DATASET:
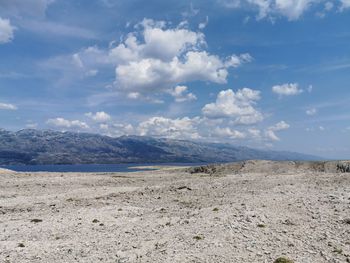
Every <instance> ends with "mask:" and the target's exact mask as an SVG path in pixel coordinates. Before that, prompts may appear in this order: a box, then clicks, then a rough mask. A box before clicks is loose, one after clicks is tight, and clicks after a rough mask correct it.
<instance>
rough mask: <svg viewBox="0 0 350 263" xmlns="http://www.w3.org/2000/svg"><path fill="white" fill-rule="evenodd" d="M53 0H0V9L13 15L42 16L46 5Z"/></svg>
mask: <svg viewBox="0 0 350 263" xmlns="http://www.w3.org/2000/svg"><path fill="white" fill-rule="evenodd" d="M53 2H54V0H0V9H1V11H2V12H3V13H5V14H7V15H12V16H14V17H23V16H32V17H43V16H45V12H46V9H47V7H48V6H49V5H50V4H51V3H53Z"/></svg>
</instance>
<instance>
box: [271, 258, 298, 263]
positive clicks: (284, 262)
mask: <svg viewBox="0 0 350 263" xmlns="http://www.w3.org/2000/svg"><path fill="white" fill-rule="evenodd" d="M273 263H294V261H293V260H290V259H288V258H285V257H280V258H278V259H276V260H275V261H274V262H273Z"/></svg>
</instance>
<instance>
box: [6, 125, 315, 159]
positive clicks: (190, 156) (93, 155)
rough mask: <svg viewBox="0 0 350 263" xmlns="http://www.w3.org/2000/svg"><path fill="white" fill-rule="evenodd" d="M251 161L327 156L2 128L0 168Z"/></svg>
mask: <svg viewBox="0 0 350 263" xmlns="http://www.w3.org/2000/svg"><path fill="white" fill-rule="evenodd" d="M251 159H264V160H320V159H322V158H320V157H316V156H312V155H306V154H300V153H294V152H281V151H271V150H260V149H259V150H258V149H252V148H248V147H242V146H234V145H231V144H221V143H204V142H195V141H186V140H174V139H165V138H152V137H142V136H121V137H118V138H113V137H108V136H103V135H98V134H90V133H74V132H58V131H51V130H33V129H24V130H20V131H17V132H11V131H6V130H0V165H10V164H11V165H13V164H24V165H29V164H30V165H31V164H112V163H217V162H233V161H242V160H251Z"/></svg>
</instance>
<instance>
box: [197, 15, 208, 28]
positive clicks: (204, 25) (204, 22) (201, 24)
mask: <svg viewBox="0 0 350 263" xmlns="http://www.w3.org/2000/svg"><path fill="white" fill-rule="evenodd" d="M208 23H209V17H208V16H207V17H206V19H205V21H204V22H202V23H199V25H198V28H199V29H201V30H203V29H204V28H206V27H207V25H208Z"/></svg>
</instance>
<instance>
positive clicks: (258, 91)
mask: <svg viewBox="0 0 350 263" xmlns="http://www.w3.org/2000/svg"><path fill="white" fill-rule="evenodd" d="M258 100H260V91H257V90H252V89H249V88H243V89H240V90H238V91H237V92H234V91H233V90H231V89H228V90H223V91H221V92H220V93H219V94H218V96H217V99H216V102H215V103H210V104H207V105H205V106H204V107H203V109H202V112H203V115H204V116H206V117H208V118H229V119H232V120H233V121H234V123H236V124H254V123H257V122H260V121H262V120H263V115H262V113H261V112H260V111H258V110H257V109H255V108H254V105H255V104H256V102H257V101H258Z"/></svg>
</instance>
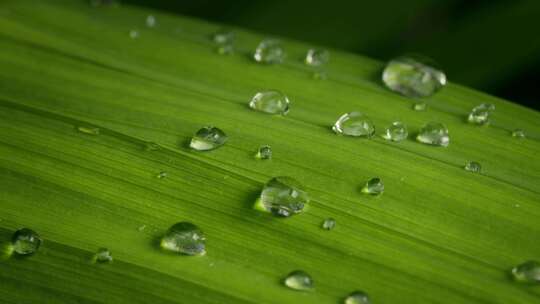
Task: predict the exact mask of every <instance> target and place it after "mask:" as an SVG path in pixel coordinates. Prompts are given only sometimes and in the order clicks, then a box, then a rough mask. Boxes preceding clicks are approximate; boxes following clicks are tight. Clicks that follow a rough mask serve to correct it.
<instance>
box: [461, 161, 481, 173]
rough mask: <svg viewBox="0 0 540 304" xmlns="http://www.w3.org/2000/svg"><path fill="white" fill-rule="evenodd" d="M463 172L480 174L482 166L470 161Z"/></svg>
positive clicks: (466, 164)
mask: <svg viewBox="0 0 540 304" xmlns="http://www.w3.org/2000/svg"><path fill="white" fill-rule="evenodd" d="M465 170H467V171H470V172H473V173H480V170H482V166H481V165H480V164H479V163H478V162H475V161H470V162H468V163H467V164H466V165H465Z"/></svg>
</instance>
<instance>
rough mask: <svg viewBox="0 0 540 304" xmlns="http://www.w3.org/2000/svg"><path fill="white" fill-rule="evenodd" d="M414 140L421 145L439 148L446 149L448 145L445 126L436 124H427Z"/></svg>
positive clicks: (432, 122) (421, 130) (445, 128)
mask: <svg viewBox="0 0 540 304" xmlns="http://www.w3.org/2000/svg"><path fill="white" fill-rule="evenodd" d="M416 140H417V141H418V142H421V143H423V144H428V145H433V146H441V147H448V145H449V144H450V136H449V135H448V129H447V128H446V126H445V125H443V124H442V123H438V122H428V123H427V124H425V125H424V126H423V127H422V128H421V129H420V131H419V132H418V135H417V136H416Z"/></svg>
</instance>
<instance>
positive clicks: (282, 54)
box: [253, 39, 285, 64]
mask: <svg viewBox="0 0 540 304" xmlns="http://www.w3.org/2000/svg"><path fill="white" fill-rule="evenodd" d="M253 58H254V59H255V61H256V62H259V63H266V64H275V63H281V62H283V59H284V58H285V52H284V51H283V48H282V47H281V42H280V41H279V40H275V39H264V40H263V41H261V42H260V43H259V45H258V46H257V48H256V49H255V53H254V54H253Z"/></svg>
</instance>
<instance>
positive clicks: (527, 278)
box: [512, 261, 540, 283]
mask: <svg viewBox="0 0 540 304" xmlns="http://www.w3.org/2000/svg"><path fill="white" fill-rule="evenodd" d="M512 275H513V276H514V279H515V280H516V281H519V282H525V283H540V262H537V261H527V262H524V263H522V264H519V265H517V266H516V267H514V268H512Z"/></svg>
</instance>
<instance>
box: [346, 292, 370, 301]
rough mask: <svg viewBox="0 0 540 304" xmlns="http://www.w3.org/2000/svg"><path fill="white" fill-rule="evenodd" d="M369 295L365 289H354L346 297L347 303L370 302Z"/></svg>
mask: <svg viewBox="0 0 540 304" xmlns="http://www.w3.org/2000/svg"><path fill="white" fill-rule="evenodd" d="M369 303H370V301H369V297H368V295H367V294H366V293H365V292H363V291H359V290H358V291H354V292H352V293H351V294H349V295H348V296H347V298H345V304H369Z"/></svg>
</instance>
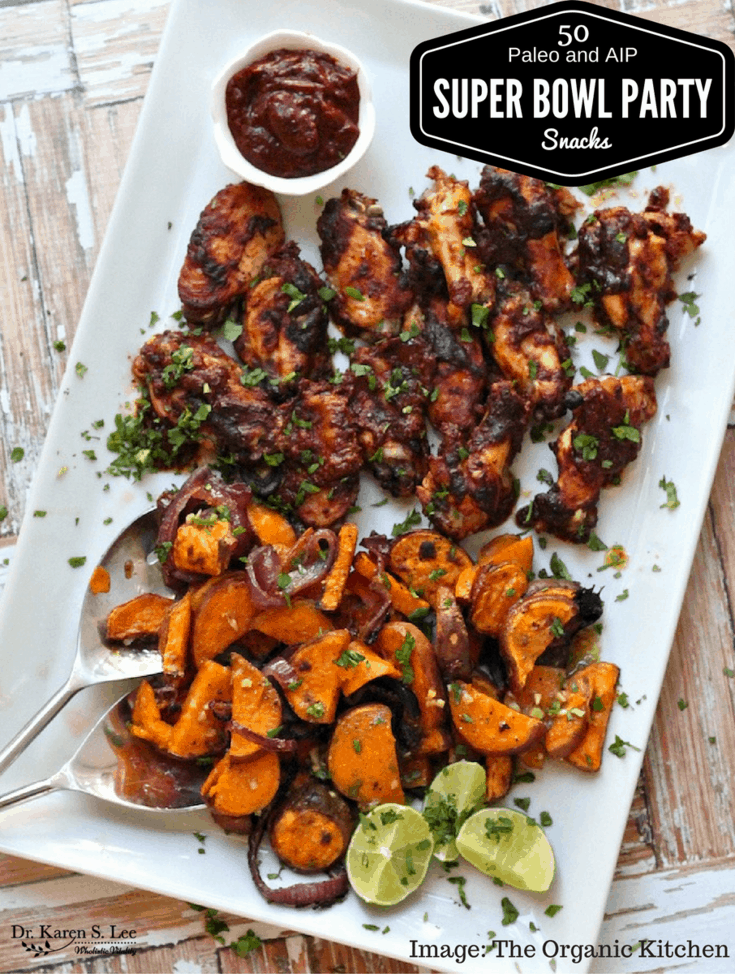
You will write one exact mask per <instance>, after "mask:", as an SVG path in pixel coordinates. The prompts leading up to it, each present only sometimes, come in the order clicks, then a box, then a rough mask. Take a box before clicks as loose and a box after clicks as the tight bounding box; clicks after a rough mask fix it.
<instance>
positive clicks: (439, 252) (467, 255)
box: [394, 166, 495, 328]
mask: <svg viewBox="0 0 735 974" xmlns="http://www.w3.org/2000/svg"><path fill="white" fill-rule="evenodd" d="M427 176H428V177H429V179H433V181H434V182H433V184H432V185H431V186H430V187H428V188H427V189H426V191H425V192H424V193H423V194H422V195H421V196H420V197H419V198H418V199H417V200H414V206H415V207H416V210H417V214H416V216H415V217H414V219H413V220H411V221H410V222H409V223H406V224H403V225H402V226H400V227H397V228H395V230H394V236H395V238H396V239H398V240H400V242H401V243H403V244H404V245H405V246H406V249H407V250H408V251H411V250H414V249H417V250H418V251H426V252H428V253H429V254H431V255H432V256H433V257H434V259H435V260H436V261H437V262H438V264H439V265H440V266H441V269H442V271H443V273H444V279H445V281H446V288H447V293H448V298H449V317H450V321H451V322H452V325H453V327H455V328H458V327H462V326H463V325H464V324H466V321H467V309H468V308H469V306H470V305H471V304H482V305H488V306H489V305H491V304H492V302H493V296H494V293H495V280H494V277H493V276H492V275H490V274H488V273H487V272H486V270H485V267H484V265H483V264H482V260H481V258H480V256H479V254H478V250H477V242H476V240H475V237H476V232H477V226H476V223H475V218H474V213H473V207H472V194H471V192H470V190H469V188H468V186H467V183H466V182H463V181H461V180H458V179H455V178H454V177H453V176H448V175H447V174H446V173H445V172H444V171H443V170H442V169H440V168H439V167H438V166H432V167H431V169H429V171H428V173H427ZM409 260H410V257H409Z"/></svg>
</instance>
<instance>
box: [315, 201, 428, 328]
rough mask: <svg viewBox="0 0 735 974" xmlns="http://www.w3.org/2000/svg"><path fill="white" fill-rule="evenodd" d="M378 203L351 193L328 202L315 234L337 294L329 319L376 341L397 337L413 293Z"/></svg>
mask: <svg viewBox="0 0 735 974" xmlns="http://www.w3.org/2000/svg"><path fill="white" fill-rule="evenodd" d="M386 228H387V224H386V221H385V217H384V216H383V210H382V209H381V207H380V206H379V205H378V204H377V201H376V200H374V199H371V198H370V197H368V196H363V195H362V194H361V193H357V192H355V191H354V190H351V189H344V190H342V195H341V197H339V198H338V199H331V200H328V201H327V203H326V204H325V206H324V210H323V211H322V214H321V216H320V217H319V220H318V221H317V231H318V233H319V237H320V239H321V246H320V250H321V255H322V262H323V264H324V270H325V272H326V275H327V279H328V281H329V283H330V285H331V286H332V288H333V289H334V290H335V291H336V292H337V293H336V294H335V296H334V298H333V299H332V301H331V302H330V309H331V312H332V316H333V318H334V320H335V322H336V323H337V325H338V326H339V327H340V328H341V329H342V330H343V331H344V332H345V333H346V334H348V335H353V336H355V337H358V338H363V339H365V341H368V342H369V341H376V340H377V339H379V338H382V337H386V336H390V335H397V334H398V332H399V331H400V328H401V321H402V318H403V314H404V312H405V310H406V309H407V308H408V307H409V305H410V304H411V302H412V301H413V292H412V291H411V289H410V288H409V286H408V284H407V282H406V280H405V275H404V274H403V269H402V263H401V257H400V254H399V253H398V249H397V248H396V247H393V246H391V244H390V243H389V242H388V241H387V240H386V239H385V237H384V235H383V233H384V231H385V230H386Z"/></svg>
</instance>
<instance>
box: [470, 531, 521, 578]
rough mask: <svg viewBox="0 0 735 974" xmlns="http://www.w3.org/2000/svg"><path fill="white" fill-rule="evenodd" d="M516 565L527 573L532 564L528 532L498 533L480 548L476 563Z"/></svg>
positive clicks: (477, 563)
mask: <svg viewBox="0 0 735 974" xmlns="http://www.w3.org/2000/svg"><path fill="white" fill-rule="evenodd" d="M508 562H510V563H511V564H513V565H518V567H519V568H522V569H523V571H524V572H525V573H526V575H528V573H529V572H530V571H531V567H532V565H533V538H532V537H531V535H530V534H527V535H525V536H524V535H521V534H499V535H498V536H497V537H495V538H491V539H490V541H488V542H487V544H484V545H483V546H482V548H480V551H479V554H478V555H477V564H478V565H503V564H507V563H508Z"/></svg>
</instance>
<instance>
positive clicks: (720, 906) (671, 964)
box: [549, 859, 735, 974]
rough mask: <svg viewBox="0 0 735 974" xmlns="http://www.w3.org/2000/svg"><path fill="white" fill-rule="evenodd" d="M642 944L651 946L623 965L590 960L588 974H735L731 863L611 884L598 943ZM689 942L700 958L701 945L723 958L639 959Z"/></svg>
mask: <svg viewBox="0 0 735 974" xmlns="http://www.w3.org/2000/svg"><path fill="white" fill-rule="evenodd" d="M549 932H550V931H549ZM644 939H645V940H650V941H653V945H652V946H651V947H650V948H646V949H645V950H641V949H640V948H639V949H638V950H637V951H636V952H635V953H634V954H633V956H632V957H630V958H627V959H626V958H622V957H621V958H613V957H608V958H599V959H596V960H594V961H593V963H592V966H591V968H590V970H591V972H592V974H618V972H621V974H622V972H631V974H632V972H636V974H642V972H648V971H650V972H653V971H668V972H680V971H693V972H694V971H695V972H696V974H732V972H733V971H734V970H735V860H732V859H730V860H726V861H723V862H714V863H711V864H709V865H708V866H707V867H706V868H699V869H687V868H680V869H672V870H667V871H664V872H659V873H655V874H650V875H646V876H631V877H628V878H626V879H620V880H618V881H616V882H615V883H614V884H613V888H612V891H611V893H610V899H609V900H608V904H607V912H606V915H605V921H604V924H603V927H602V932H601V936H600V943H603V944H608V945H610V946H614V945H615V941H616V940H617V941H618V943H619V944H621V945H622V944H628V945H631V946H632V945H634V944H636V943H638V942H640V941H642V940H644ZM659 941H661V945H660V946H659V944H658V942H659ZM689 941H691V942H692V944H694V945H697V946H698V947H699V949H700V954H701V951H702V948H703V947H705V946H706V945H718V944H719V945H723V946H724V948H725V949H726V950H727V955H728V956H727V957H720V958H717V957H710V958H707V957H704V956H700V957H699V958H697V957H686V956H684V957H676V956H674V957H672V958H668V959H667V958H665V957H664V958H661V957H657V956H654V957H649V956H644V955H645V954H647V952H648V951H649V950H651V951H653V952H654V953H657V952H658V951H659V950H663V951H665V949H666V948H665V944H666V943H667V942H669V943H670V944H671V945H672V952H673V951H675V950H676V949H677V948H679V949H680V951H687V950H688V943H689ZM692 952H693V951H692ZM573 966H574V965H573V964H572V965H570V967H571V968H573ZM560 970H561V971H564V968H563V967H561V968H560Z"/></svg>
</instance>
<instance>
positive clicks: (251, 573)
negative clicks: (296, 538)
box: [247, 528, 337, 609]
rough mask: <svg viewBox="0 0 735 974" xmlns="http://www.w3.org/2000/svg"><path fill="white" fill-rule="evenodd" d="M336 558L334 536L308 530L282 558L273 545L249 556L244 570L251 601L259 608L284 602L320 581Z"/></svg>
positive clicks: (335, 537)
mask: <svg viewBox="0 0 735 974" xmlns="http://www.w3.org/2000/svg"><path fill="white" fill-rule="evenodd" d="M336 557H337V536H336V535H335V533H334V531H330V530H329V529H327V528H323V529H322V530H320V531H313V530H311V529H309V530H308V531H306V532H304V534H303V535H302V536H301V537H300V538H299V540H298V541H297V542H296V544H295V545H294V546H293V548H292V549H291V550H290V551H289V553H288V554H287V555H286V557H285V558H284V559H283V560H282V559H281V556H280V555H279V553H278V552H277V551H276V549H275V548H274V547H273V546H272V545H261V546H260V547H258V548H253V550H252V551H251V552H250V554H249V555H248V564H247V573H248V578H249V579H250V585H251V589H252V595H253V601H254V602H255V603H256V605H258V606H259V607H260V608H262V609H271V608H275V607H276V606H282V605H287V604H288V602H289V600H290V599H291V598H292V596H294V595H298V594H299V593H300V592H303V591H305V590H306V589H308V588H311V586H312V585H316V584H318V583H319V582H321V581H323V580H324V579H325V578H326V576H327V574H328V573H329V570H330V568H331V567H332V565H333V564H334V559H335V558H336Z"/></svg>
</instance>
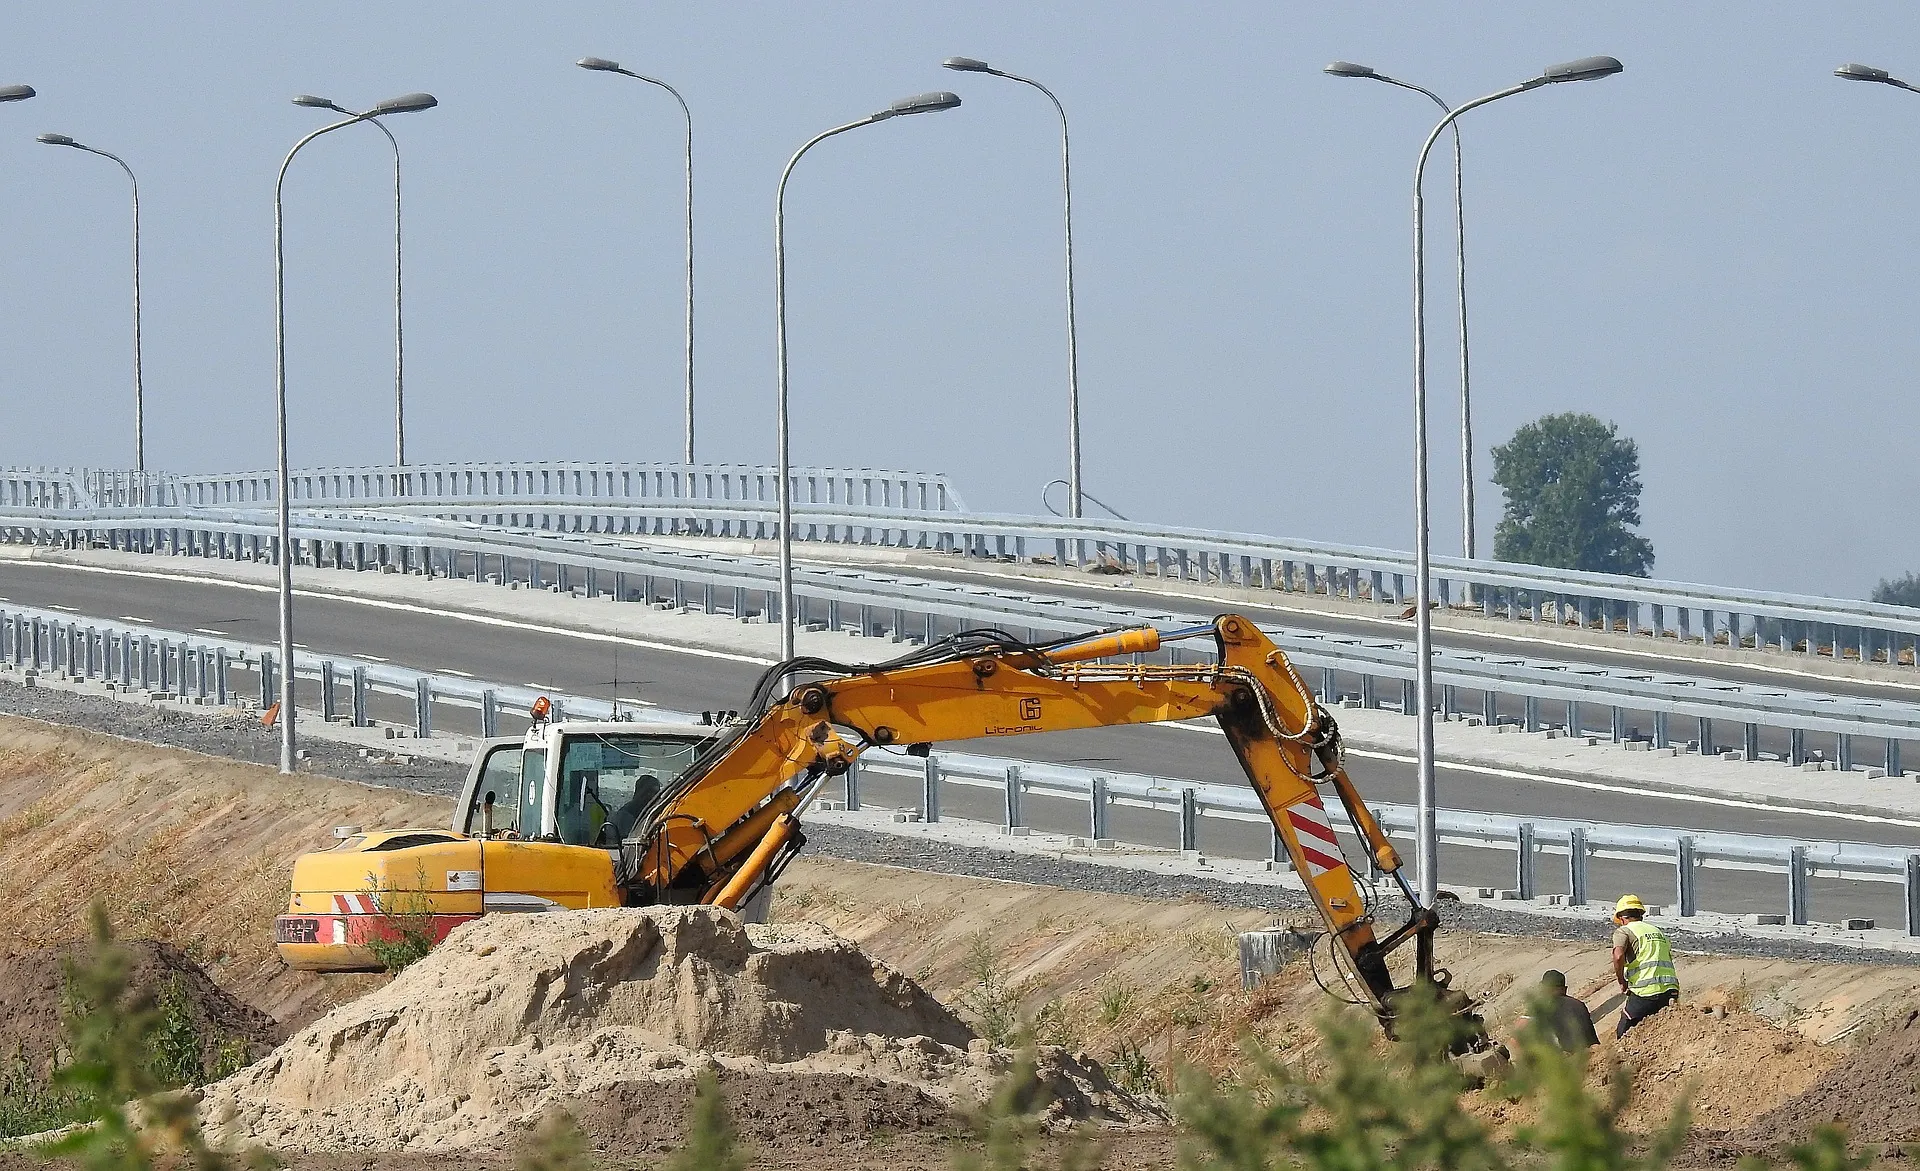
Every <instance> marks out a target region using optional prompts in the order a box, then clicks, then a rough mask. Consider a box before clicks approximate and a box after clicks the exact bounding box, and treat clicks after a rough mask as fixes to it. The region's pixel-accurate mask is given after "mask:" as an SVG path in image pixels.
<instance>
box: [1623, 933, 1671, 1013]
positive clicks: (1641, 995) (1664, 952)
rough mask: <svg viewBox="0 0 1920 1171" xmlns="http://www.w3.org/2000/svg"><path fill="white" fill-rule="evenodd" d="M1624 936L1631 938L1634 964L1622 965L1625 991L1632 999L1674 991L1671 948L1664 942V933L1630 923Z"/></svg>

THE TASK:
Select every line of the data above that contains the string "accurate".

TASK OUTPUT:
Every <instance> marks out a target region using optional prompts in the order a box, then clicks, then a rough mask. Consider a box before clicks approximate and a box after clicks the exact bounding box, and treat clicks after a rough mask as fixes to it. The region's pixel-accurate mask is given after "mask:" as an SVG path in image pixels.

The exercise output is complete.